[Items from a dataset]

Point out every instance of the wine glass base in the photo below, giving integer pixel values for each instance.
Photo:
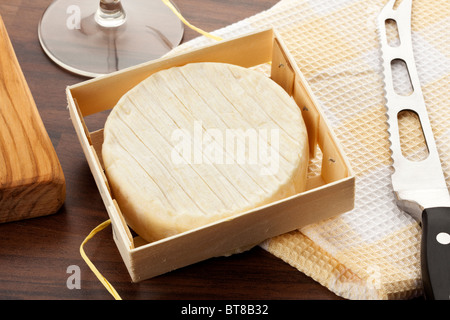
(71, 37)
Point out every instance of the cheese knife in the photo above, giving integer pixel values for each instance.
(419, 186)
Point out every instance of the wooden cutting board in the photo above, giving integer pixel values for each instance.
(32, 182)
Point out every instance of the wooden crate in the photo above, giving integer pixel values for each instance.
(329, 193)
(32, 182)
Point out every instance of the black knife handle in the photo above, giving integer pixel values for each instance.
(435, 253)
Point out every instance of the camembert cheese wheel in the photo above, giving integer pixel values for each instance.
(194, 144)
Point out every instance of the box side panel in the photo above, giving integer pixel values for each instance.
(244, 231)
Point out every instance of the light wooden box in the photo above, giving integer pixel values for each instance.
(330, 193)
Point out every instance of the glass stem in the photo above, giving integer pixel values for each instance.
(110, 14)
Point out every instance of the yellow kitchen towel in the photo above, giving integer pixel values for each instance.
(373, 251)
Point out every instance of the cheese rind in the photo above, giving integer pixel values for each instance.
(194, 144)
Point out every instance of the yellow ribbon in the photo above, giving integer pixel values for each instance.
(103, 225)
(178, 14)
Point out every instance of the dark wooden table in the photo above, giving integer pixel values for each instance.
(35, 254)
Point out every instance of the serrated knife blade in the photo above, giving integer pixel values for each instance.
(419, 186)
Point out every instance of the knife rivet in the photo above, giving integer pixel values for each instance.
(443, 238)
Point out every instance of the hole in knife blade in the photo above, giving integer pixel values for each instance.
(400, 78)
(392, 35)
(412, 140)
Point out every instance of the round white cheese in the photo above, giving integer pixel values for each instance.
(194, 144)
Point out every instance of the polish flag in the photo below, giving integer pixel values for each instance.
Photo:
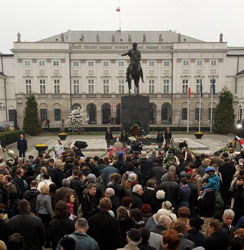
(240, 141)
(189, 93)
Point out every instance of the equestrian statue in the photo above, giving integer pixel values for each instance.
(134, 70)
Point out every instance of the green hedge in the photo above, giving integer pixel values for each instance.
(8, 137)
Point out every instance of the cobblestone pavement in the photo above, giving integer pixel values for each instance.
(97, 144)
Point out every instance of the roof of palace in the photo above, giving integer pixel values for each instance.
(119, 36)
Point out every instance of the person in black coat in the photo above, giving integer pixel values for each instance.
(193, 233)
(61, 224)
(160, 139)
(29, 226)
(31, 195)
(76, 184)
(124, 137)
(218, 240)
(108, 137)
(227, 171)
(22, 145)
(167, 136)
(171, 189)
(104, 228)
(19, 182)
(136, 196)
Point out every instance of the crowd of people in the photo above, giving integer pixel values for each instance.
(135, 200)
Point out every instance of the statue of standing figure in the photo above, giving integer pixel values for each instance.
(19, 37)
(134, 70)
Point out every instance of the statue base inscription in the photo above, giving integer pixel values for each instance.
(135, 108)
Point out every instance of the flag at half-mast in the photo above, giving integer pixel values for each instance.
(240, 141)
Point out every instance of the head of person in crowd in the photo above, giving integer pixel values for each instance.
(239, 233)
(69, 198)
(160, 195)
(126, 202)
(206, 161)
(196, 223)
(59, 164)
(92, 189)
(145, 235)
(179, 226)
(2, 245)
(65, 182)
(116, 178)
(45, 189)
(109, 192)
(67, 243)
(138, 189)
(61, 210)
(51, 163)
(81, 225)
(183, 181)
(168, 206)
(146, 209)
(122, 213)
(16, 241)
(170, 176)
(171, 239)
(214, 226)
(152, 183)
(24, 206)
(236, 243)
(105, 204)
(133, 237)
(210, 171)
(33, 184)
(164, 220)
(132, 176)
(184, 212)
(228, 217)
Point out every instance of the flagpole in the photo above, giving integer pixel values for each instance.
(188, 109)
(119, 17)
(188, 114)
(200, 105)
(211, 115)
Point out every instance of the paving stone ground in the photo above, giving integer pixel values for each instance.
(97, 144)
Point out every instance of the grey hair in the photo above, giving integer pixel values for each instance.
(65, 182)
(110, 191)
(163, 218)
(229, 212)
(81, 223)
(137, 188)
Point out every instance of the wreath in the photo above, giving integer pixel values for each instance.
(135, 129)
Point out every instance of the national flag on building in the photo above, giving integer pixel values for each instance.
(213, 86)
(201, 88)
(240, 141)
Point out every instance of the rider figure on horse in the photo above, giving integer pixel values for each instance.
(135, 58)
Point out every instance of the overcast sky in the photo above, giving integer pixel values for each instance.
(39, 19)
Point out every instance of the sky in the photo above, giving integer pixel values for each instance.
(39, 19)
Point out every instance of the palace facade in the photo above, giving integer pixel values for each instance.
(85, 68)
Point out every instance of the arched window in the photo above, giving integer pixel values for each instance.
(92, 113)
(166, 115)
(152, 113)
(106, 113)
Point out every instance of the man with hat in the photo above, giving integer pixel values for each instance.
(213, 179)
(133, 240)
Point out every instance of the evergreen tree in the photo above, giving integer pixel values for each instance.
(32, 124)
(224, 117)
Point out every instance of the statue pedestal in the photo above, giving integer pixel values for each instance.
(135, 108)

▶ _Work to complete_
Reprint all the data above verbatim, excluding pictures.

▶ _Answer_
Point out every instance of the wine glass base in the photo below, giving integer pixel values for each instance.
Photo:
(71, 37)
Point out every instance of the cheese knife in the photo above, giving integer pixel values for each instance.
(419, 186)
Point out every instance of the wooden cutting board in the photo above, giving integer pixel values for each instance.
(32, 182)
Point out every instance of the wooden crate in the photo above, giving integer pixel values for each instance.
(329, 193)
(32, 182)
Point out every instance of the black knife handle in the photo above, giving integer pixel values for each instance.
(435, 253)
Point out every instance of the camembert cheese wheel in the photo above, giving integer pixel values for each instance.
(194, 144)
Point out every instance of the box side panel in the photo above, giving integer pixel values for each instance.
(244, 231)
Point out every instance of the light wooden box in the photo above, giving integer pixel values for each instance.
(330, 193)
Point out every instance of the glass stem in the photo above, giving integer pixel values for each instance.
(110, 14)
Point out every instance of the yellow kitchen towel in the photo above, giving integer pixel values for each instance.
(373, 251)
Point out every instance of the cheese rind in the photo above, giving integer pixel values for each instance.
(194, 144)
Point out every instance of the yellow ribbon in the photo above, giving integer pixel values for each instance.
(103, 225)
(178, 14)
Point out every instance of the dark wooden table in the photo above, giving integer pixel values for each instance.
(35, 254)
Point out every instance of the serrated knife blade in the photo above, giving integer pixel values for each instance.
(419, 186)
Point out every instance of the knife rivet in the photo above, giving integer pixel values for each instance.
(443, 238)
Point out every instance of the hole in knife blade in the photo above, giving integer pixel values for each instance.
(400, 78)
(392, 35)
(412, 140)
Point out every instance of the round white cheese in the photo above, giving integer pixel values for each instance.
(194, 144)
Point out every instance of the polish flag in the photo below, giving integer pixel values for each instance.
Photo:
(240, 141)
(189, 93)
Point out every instance of the equestrian statue in the photo above, giving integer pixel values for each instance.
(134, 70)
Point out every instance of the green hedge in the photo above, giving integer pixel values for each instance.
(8, 137)
Point out every instance of the cobblestone pavement in the photo above, giving integer pixel values for each instance.
(97, 144)
Point out every instance of the roof of palace in the photo above, giving integer pixel values for each instance.
(119, 36)
Point out every instance of the person in black coat in the photo above, giving integer pixel values for each instance.
(193, 233)
(61, 224)
(160, 139)
(29, 226)
(31, 195)
(76, 184)
(124, 137)
(218, 240)
(108, 137)
(227, 171)
(22, 145)
(167, 136)
(171, 189)
(104, 228)
(19, 182)
(136, 196)
Point out every instance of the crowd of people in the photo above, giving integer pixel values for each instance.
(135, 200)
Point out every instance of the statue of standing figure in the photo above, giving integer pixel values for each instance.
(19, 37)
(134, 70)
Point out every instance of the statue base inscription in the photo above, giving integer pixel values for each instance.
(135, 108)
Point out every instance of the flag at half-mast in the photo above, giving integer pixel values for each instance.
(240, 141)
Point out every instance of the head of person in crowd in the photo above, giving integer pixel values for each instance.
(239, 233)
(69, 198)
(160, 195)
(126, 202)
(206, 161)
(196, 223)
(59, 164)
(92, 189)
(145, 235)
(179, 226)
(2, 245)
(65, 182)
(116, 178)
(45, 189)
(109, 192)
(67, 243)
(138, 189)
(61, 210)
(51, 163)
(81, 225)
(183, 181)
(168, 206)
(146, 209)
(122, 213)
(16, 241)
(170, 176)
(171, 239)
(214, 226)
(152, 183)
(24, 206)
(236, 243)
(105, 204)
(133, 237)
(210, 171)
(33, 184)
(164, 220)
(132, 176)
(184, 212)
(228, 217)
Point out every instance of the flagpole in the photo above, giving integer pixel values for each instance.
(188, 109)
(119, 17)
(188, 114)
(200, 105)
(211, 115)
Point out every instance of the paving stone ground in the photo above, giving integer pixel values for each instance.
(97, 144)
Point out every instance of the grey hair in the photo above, giving integer pixel values for each instance.
(65, 182)
(110, 191)
(163, 218)
(229, 212)
(81, 223)
(137, 188)
Point out every instance of the wreath in the photo above, giving integer pixel values for each instance.
(135, 129)
Point out every instance of the national flag on building in the photo above, giving integer pixel values for each instance.
(213, 86)
(201, 88)
(240, 141)
Point out every instance of the rider figure on horse in the photo above, giving integer pixel values for each instance.
(135, 58)
Point out every instance of the overcast sky in the photo above, giving integer pixel values for each instance.
(39, 19)
Point out every instance of the sky in the photo above, giving integer pixel values for each instance.
(39, 19)
Point out every instance of the palace facade in the photo above, giving integer pixel values for each instance.
(85, 68)
Point out every instance of the arched window in the photo above, giving integer pixel values for each instance.
(92, 113)
(166, 115)
(152, 113)
(106, 113)
Point out every instance of the man with hat in the photo above, giving integer pixel values for each instance.
(213, 179)
(133, 240)
Point out every instance of the evergreen tree in the photo above, giving integer pixel values for each instance.
(32, 124)
(224, 117)
Point out every instance of the statue pedestal in the photo above, giving integer pixel values for each instance.
(135, 108)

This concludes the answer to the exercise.